▸ **Exercise description**: Copy the lines below word for word, but leave out any pictures.

▸ **Material for this exercise**:
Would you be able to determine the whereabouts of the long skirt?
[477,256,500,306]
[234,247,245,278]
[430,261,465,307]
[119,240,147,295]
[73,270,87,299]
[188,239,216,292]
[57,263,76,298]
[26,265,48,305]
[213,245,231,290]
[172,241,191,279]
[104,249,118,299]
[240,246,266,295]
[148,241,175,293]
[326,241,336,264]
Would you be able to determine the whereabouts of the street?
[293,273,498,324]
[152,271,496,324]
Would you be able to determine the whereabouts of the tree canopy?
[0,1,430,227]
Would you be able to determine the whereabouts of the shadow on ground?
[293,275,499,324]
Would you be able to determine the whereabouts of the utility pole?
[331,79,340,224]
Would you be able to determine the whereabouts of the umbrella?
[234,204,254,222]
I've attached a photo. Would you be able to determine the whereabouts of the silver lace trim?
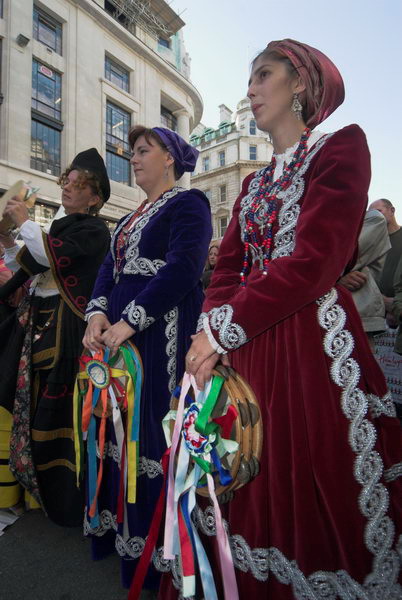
[122,300,155,331]
[196,313,208,333]
[384,463,402,482]
[367,392,396,419]
[317,288,402,598]
[96,441,163,479]
[239,133,333,262]
[138,456,163,479]
[85,296,108,315]
[208,304,247,350]
[164,306,179,393]
[110,186,185,280]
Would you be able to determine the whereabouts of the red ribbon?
[127,448,170,600]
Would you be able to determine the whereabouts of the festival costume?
[0,213,110,525]
[85,185,212,588]
[160,125,402,600]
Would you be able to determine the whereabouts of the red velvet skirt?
[160,288,402,600]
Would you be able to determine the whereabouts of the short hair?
[128,125,181,180]
[58,164,105,216]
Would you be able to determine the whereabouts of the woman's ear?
[293,75,306,94]
[166,151,174,167]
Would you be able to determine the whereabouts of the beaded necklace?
[240,127,311,287]
[116,200,148,274]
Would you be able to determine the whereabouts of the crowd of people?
[0,39,402,600]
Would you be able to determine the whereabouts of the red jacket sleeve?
[204,125,370,350]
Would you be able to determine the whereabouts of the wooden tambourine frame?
[0,179,36,233]
[169,366,263,502]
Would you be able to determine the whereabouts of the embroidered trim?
[164,306,179,393]
[384,462,402,482]
[208,304,247,350]
[367,392,396,419]
[138,456,163,479]
[122,300,155,331]
[239,133,333,262]
[195,313,208,333]
[317,288,402,598]
[110,186,185,280]
[85,296,108,315]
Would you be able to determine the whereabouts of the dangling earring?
[292,94,303,121]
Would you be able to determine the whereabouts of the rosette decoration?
[129,367,262,600]
[73,341,143,527]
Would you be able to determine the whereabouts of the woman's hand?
[186,331,229,390]
[338,271,367,292]
[100,317,135,353]
[82,314,111,352]
[0,233,17,248]
[3,196,29,227]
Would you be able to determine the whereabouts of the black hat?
[71,148,110,202]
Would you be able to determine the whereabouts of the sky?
[168,0,402,214]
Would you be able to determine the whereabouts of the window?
[105,56,130,92]
[31,117,61,175]
[31,59,61,121]
[106,102,131,185]
[161,106,177,131]
[33,6,62,54]
[158,37,170,48]
[218,217,228,237]
[249,146,257,160]
[31,59,63,175]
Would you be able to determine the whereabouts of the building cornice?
[191,160,267,182]
[70,0,204,122]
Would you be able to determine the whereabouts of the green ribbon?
[194,375,225,437]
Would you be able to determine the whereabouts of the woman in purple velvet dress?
[83,126,212,589]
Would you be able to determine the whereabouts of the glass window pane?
[105,56,129,92]
[33,6,62,54]
[31,119,61,175]
[32,60,61,120]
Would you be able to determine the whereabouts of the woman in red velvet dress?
[171,40,402,600]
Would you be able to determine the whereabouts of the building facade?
[190,98,272,241]
[0,0,203,230]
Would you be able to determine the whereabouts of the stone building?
[190,98,272,241]
[0,0,203,230]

▸ **Solution to this problem**:
Would you be able to determine the whereabouts of the long skirt?
[477,256,500,306]
[234,247,245,278]
[430,261,465,307]
[119,240,147,295]
[73,270,87,299]
[188,239,216,292]
[57,263,76,298]
[26,265,48,305]
[213,245,231,290]
[172,241,191,279]
[104,249,118,299]
[240,246,266,295]
[148,241,175,293]
[326,241,336,264]
Would you be able to determine the whereabouts of the street?
[293,273,498,324]
[152,271,496,324]
Would you be able to determine the whereabouts of the tree canopy?
[0,1,430,227]
Would you be able to determine the whereabouts of the shadow on ground?
[293,275,499,324]
Would you be able to determine the whereabouts of the utility pole?
[331,79,340,224]
Would you be able to determine the whereabouts of the umbrella?
[234,204,254,222]
I've attached a photo. Would you be able to determine the whereabouts of the silver lace trim?
[122,300,155,331]
[196,313,208,333]
[384,463,402,482]
[367,392,396,419]
[317,288,402,598]
[96,441,163,479]
[239,133,333,262]
[138,456,163,479]
[85,296,108,315]
[208,304,247,350]
[164,306,179,393]
[110,186,185,280]
Would you be able to determine the whereabouts of the red ribbon?
[127,448,170,600]
Would you be able to determine the whereabouts of the festival costume?
[0,213,110,525]
[85,185,212,588]
[160,125,402,600]
Would you be able to determine the whereabouts of the red velvet skirt?
[160,288,402,600]
Would you be able to determine the whereabouts of the short hair?
[128,125,181,180]
[58,164,105,216]
Would you be able to determine the whereabouts of the woman's ear?
[293,75,306,94]
[166,151,174,167]
Would you be able to determine the whereabouts of the beaded necklace?
[240,127,311,287]
[116,200,148,274]
Would you be able to determine the whereabouts of the crowd of people?
[0,39,402,600]
Would you be able to determine the whereabouts of the red jacket sleeve?
[204,125,370,350]
Would you be able to determine the whereabouts of the wooden tambourine frame?
[0,179,36,233]
[169,366,263,502]
Would you be able to determine the whereabouts of the embroidered trim?
[164,306,179,393]
[384,462,402,482]
[208,304,247,350]
[367,392,396,419]
[138,456,163,479]
[122,300,155,331]
[239,133,333,262]
[195,313,208,333]
[317,288,402,598]
[110,186,185,280]
[85,296,108,315]
Would you be able to determine the whereabouts of the dangling earring?
[292,94,303,121]
Would you be able to determine the whereabouts of the rosette decoration?
[129,367,262,600]
[73,341,143,527]
Would you be able to determine the whereabouts of the woman's hand?
[186,331,229,390]
[338,271,367,292]
[100,317,135,353]
[82,314,111,352]
[0,233,17,248]
[3,196,29,227]
Would you be able to determine the whereabouts of the black hat?
[71,148,110,202]
Would you be able to determine the whereabouts of the sky?
[168,0,402,214]
Would you be able to determine the whereabouts of the window?
[105,56,130,92]
[31,117,61,175]
[31,59,61,121]
[106,102,131,185]
[161,106,177,131]
[33,6,62,54]
[158,37,170,48]
[218,217,228,237]
[249,146,257,160]
[31,59,63,175]
Would you be able to determine the whereabouts of the building cornice?
[191,160,267,182]
[70,0,204,122]
Would you be able to determine the whereabouts of the green ribbon?
[194,375,225,437]
Would you be able to determine the whereabouts of the woman in purple velvet dress?
[83,126,212,589]
Would you be able to determine the whereabouts of the glass window pane?
[105,56,129,92]
[33,6,62,54]
[31,119,61,175]
[32,60,61,120]
Would you be able to determine the whereabouts of the woman in red velvet dress?
[171,40,402,600]
Would you be able to determine the whereabouts of the building facade?
[190,98,272,241]
[0,0,203,230]
Would you be able to determine the whereabouts of the stone building?
[190,98,272,241]
[0,0,203,230]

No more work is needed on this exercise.